Esercizio scritto A ->
Ricopia dal brano su Convoglio di mezzanotte il passo che va da "S. Yizhar, pseudonimo" fino a "caduta una guarnigione." compreso.

Estratto ->
====

Convoglio di mezzanotte – S. Yizhar

convoglio di mezzanotteCONVOGLIO DI MEZZANOTTE
S. Yizhar
Traduzione di Elena Lowenthal
Elliot 2013 

Presso la grande strada sterrata e farinosa giravano dei ragazzi con delle strisce bianche legate al braccio che passando qua e là ti chiedevano la parola d’ordine e trasformavano quella steppa in un luogo quasi urbano. Qualcuno era seduto in una vettura con una spia luminosa rossa davanti a sé cui andava ripetendo con voce monotona «Mi senti», alternando alla frase fischi vuoi acuti vuoi sordi, cui l’apparecchio rispondeva con sillabe umane metalliche, come da dentro una latta. Barlumi di sigarette in movimento e nuvolette di polvere, polvere tenace e riottosa che in silenzio aggrediva tutto, formando una specie di calotta bigia onnipresente. Quando un autista accese per sbaglio i fari per un istante il campo con tutto il suo movimento s’infiammò di colpo di una luce dorata, e fu come ritrovarsi dentro una fiaba: su tutto flottava una polvere fitta densa d’oro che avvolgeva e copriva la visuale di un alone biancastro dorato e nebuloso – magico.

S. Yizhar, pseudonimo di Yizhar Smilansky (ha girato nome con cognome e puntato il cognome divenuto nome), scrisse Convoglio di mezzanotte nel 1949 dopo essere stato soldato nella guerra arabo-israeliana del 1948 e lo ambientò nel corso di una notte, nel deserto del Neghev, a ridosso delle postazioni controllate dall’esercito egiziano. Un gruppo di soldati israeliani ha l’incarico di aprire una tracciato percorribile da un convoglio di autocarri e truppe attraverso un tratto impervio del deserto, per consentire al convoglio, che sarebbe sopraggiunto la notte stessa, di raggiungere una strada che lo avrebbe portato verso la linea del fronte e a combattere per rompere l’accerchiamento nel quale era caduta una guarnigione.

====

Esercizio scritto B ->
Riscrivi per intero le righe dei record, richieste comprese, aggiungendo 16 a ogni numero delle coordinate nelle risposte.

Record di etichettatura delle posizioni
====

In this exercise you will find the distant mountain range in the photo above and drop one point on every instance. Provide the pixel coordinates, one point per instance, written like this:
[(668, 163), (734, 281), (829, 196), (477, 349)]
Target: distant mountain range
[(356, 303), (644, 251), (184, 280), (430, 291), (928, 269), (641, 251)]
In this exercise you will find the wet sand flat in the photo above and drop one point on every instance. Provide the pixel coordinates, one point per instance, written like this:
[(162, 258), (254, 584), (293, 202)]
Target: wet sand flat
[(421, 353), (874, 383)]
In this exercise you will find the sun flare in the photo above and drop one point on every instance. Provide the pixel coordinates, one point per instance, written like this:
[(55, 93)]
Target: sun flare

====

Risultato finale A ->
S. Yizhar, pseudonimo di Yizhar Smilansky (ha girato nome con cognome e puntato il cognome divenuto nome), scrisse Convoglio di mezzanotte nel 1949 dopo essere stato soldato nella guerra arabo-israeliana del 1948 e lo ambientò nel corso di una notte, nel deserto del Neghev, a ridosso delle postazioni controllate dall’esercito egiziano. Un gruppo di soldati israeliani ha l’incarico di aprire una tracciato percorribile da un convoglio di autocarri e truppe attraverso un tratto impervio del deserto, per consentire al convoglio, che sarebbe sopraggiunto la notte stessa, di raggiungere una strada che lo avrebbe portato verso la linea del fronte e a combattere per rompere l’accerchiamento nel quale era caduta una guarnigione.

Risultato finale B ->
In this exercise you will find the distant mountain range in the photo above and drop one point on every instance. Provide the pixel coordinates, one point per instance, written like this:
[(668, 163), (734, 281), (829, 196), (477, 349)]
Target: distant mountain range
[(372, 319), (660, 267), (200, 296), (446, 307), (944, 285), (657, 267)]
In this exercise you will find the wet sand flat in the photo above and drop one point on every instance. Provide the pixel coordinates, one point per instance, written like this:
[(162, 258), (254, 584), (293, 202)]
Target: wet sand flat
[(437, 369), (890, 399)]
In this exercise you will find the sun flare in the photo above and drop one point on every instance. Provide the pixel coordinates, one point per instance, written like this:
[(55, 93)]
Target: sun flare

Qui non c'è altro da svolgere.